====== Source records ======

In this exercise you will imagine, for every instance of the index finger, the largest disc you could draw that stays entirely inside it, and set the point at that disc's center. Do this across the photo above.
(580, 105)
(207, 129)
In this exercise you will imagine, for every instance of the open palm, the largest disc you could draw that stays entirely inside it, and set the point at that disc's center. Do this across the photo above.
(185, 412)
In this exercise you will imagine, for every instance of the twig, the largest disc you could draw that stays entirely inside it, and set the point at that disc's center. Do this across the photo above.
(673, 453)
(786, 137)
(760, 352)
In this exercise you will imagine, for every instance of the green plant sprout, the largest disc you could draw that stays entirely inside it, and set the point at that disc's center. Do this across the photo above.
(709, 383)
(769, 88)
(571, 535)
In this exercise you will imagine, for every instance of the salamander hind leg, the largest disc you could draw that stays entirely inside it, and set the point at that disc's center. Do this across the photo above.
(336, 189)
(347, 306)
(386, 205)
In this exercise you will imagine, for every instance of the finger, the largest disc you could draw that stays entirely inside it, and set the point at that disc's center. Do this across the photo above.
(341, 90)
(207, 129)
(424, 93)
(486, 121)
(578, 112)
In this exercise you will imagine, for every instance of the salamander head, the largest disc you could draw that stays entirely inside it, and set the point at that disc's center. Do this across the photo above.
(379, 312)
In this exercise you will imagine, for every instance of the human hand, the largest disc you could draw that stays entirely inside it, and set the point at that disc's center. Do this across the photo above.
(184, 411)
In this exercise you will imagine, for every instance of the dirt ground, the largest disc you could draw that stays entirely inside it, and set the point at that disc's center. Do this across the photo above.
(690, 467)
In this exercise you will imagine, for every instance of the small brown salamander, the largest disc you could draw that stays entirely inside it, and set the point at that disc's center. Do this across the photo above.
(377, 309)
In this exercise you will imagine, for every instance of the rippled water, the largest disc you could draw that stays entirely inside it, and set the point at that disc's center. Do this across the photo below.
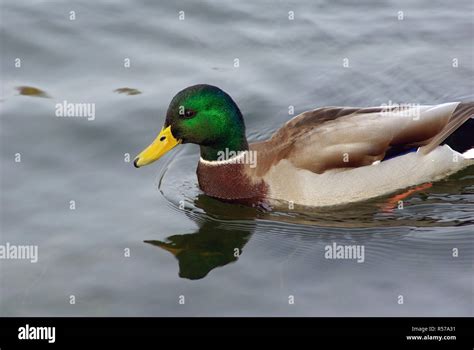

======

▸ **The exercise**
Recast the listing above as a Markdown table with the columns "Row" and "Line," giving each line its own numbered row and skipping blank lines. Omit the pictures.

▸ **Reply**
| Row | Line |
|---|---|
| 1 | In this exercise you will imagine, for every instance of the index finger, the largest disc you could draw that stays entirely inside it, and set the point at that disc's center. Do this across the photo above. |
| 2 | (580, 105) |
| 3 | (207, 129) |
| 4 | In this exercise you will imagine, for every instance of the open palm, the largest disc you could draw that stays entirely inside it, and set the point at that disc's center. Do this across the photo above. |
| 5 | (185, 412) |
| 6 | In this exercise you will imagine, for every instance of the twig, the largest disc you could draw that stays entirely inside it, and set the point at that disc's center. Do this across the photo above. |
| 7 | (673, 453) |
| 8 | (786, 137) |
| 9 | (760, 352) |
| 10 | In this exercise you will imagine, for every instance of the green plant sprout, the largest disc you could draw that stays entirely inside it, and set the point at that disc's center. Do this across the photo above. |
| 11 | (709, 383) |
| 12 | (769, 88) |
| 13 | (571, 535) |
| 14 | In this exercise you will imagine, for every instance of the salamander hind leg, the largest disc you could draw that stays entirely inside it, and set the point at that disc's center. Do this across the photo above. |
| 15 | (336, 189) |
| 16 | (347, 306) |
| 17 | (386, 205) |
| 18 | In this exercise you will imagine, for every instance of the finger, the largest disc you could draw that stays entirely inside it, and set the point at that disc's center. Do this across the photo above. |
| 19 | (341, 90) |
| 20 | (207, 129) |
| 21 | (424, 93) |
| 22 | (486, 121) |
| 23 | (578, 112) |
| 24 | In this exercise you will imagine, for every instance of the salamander head, the largest disc you could draw that stays entirely inside it, and set the point at that disc's center. Do this across the photo above. |
| 25 | (379, 312) |
| 26 | In this exercise you will imagine, for every instance of the human hand, the largest disc you could draw that stays entirely inside it, and set the point at that disc's center. Do this across the photo above. |
| 27 | (184, 411) |
| 28 | In this exercise you will imagine, for every instance of the dirt ground, the largest disc you could draw that stays entirely inside it, and set the point at that disc's center. Do this across the photo above. |
| 29 | (690, 467) |
| 30 | In this exercise you will imagine, for every instance of the small brown salamander, the largest disc you could draw that stays entirely inside it, and set the point at that disc's center. Do this across the photo above. |
| 31 | (377, 309) |
| 32 | In this exercise you will imagine, for every instance of the rippled water, the largest disc you could draw that stays entirely inside it, and set the point at that disc's center. Do this across the photo below. |